TEXT PASSAGE
----------------------------------------
His records, which are complete, reflect 78 chargeable hours. This includes 19.6 hours spent conferring with Plisco who initially represented Nine-Eight and 11 hours travel between Miami, where he practices, and Palm Beach, where this case was filed.

A client may employ any attorney he wishes, but if he chooses one 75 miles from the scene of the action he cannot reasonably require his adversary to pay for travel unless no acceptable representation was available in Palm Beach. At Mrachek’s rates, he did not need more than an initial briefing from Plisco and this case did not reasonably require two attorneys.

Adjusting for the foregoing two items, I find that $6,000 is a reasonable fee for Mrachek’s services. His costs of $728 are also reasonable and appropriate.

Plisco was employed in December, 1980, five months after his client had bought the property and one month before a default decree was entered against his client in the State court mortgage foreclosure he was hired to defend. He, too, benefited his clients, keeping the mortgage alive when there was no apparent legal defense. His records, which give a category (e.g. conference, research, hearing), but no other clue as to how the time was spent, show that he spent 51 hours on the State foreclosure ($5,653) and 124 hours on the adversary proceeding filed in this court ($10,812).
----------------------------------------
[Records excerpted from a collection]
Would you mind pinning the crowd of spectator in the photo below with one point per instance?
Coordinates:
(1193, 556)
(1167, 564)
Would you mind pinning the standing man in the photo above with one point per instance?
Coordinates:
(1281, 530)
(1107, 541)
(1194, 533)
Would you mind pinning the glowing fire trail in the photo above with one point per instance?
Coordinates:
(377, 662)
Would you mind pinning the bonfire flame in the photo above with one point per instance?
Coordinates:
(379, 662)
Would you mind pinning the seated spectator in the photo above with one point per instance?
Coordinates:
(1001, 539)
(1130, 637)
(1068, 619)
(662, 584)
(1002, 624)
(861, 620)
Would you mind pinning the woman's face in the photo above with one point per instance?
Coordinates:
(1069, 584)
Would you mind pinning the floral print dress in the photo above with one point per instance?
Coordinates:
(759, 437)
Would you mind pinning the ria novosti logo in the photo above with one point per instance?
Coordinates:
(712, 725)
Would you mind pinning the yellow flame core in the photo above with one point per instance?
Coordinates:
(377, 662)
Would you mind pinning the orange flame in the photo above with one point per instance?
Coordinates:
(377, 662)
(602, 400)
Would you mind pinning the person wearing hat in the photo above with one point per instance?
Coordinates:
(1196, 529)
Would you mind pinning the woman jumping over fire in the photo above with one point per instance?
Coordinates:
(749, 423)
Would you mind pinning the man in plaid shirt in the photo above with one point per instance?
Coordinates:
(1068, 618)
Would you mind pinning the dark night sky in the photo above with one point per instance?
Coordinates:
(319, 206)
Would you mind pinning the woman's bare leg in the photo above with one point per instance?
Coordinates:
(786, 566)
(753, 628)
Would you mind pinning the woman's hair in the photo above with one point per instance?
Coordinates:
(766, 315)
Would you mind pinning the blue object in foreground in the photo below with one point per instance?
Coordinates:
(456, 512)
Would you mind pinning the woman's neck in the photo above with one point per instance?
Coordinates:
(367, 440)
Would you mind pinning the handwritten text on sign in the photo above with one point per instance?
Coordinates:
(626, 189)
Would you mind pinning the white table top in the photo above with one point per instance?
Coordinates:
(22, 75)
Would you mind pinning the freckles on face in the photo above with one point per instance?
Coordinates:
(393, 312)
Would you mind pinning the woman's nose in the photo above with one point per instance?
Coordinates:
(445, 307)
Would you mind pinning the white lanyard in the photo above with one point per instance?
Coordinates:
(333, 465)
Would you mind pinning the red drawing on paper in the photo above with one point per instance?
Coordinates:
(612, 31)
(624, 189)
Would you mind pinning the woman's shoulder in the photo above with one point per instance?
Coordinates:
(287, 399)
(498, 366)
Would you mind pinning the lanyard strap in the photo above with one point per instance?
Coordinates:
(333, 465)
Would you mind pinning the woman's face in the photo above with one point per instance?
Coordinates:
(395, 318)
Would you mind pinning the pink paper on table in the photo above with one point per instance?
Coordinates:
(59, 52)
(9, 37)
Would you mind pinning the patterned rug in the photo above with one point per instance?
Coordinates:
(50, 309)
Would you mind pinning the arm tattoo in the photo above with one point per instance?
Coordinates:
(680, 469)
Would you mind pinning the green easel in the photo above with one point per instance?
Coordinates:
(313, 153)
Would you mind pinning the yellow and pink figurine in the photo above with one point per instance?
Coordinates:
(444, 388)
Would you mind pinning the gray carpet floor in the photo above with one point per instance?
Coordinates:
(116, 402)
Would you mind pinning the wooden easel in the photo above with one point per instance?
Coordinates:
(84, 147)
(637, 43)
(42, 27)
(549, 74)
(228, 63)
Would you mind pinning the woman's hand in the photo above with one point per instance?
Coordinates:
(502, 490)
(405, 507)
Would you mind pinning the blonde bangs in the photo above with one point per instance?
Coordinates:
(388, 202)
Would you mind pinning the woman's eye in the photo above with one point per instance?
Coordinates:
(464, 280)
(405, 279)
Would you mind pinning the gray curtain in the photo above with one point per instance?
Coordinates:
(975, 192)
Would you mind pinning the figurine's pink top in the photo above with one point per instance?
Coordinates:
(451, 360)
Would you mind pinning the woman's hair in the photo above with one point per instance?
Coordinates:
----------------------------------------
TASK LIST
(a) Please repeat the passage on attorney fees from "A client may" up to and including "reasonable and appropriate.", switching "adversary" to "opponent".
(b) Rewrite the rows as a numbered list, from the start of the rows up to and including the line with "(1196, 529)", and leave out blank lines.

PER-TASK OUTPUTS
(a)
A client may employ any attorney he wishes, but if he chooses one 75 miles from the scene of the action he cannot reasonably require his opponent to pay for travel unless no acceptable representation was available in Palm Beach. At Mrachek’s rates, he did not need more than an initial briefing from Plisco and this case did not reasonably require two attorneys.

Adjusting for the foregoing two items, I find that $6,000 is a reasonable fee for Mrachek’s services. His costs of $728 are also reasonable and appropriate.

(b)
1. Would you mind pinning the crowd of spectator in the photo below with one point per instance?
2. Coordinates:
3. (1193, 556)
4. (1167, 564)
5. Would you mind pinning the standing man in the photo above with one point per instance?
6. Coordinates:
7. (1281, 530)
8. (1107, 541)
9. (1194, 533)
10. Would you mind pinning the glowing fire trail in the photo above with one point per instance?
11. Coordinates:
12. (377, 662)
13. Would you mind pinning the bonfire flame in the photo above with one point per instance?
14. Coordinates:
15. (379, 662)
16. Would you mind pinning the seated spectator in the photo above with one point per instance?
17. Coordinates:
18. (1001, 539)
19. (1130, 637)
20. (1068, 619)
21. (662, 584)
22. (1002, 624)
23. (861, 620)
24. Would you mind pinning the woman's face in the photo above with one point per instance?
25. Coordinates:
26. (1069, 584)
27. Would you mind pinning the floral print dress in the photo above with one point per instance?
28. Coordinates:
29. (759, 437)
30. Would you mind pinning the ria novosti logo in the photo above with one point per instance?
31. Coordinates:
32. (712, 725)
33. Would you mind pinning the yellow flame core in the photo above with one point per instance?
34. Coordinates:
35. (377, 662)
36. Would you mind pinning the orange flame in the photo above with one point per instance?
37. Coordinates:
38. (377, 662)
39. (602, 400)
40. Would you mind pinning the person wearing hat in the photo above with one point per instance?
41. Coordinates:
42. (1196, 529)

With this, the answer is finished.